Work instruction: Return, exactly as written, all lines from the line containing "Please drop a marker on the blue" to the end of the entries below, with both ends included.

Material to process:
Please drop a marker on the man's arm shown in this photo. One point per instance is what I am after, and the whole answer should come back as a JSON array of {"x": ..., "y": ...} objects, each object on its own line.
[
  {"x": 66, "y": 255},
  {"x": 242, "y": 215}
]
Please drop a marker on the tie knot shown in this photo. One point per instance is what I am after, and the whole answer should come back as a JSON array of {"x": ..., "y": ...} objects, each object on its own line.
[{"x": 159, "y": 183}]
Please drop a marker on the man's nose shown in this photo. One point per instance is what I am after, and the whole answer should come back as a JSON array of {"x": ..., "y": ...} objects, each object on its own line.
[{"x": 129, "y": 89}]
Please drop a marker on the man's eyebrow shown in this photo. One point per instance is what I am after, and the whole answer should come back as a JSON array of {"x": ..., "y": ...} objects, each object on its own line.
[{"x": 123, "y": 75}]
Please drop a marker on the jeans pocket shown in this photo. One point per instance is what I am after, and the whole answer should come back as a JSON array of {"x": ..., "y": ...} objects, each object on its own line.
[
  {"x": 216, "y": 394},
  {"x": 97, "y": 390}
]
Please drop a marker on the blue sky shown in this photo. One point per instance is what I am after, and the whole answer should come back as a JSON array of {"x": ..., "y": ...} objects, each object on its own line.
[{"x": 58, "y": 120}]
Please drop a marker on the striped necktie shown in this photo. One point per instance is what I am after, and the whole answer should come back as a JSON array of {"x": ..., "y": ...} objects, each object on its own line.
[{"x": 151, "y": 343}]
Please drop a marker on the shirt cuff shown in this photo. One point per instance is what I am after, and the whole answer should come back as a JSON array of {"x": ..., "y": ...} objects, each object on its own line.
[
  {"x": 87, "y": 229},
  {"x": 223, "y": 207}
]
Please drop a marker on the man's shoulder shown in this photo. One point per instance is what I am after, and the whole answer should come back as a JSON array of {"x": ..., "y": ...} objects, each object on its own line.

Solution to this task:
Please drop a marker on the blue sky shown in this photo. One point per instance is what I am after, and the whole answer should come back as a JSON array of {"x": ..., "y": ...} objects, each object on its own line.
[{"x": 58, "y": 120}]
Please drop a marker on the striped necktie shown in this photo. One point per instance is what I am after, and the whole answer should come back as a JSON array of {"x": ..., "y": ...} objects, each object on its own line.
[{"x": 151, "y": 343}]
Please drop a marker on the shirt cuff shown in this photo. One point per instance is what I am after, and the whole answer should come back as a JSON array of {"x": ..., "y": ...} objects, each object on its own line.
[
  {"x": 87, "y": 229},
  {"x": 223, "y": 207}
]
Please drop a marker on the man's shoulder shown in this photo. One point per instance is what I am after, and the whole answer should come back as a JSON array of {"x": ..., "y": ...} objects, each object on its own line.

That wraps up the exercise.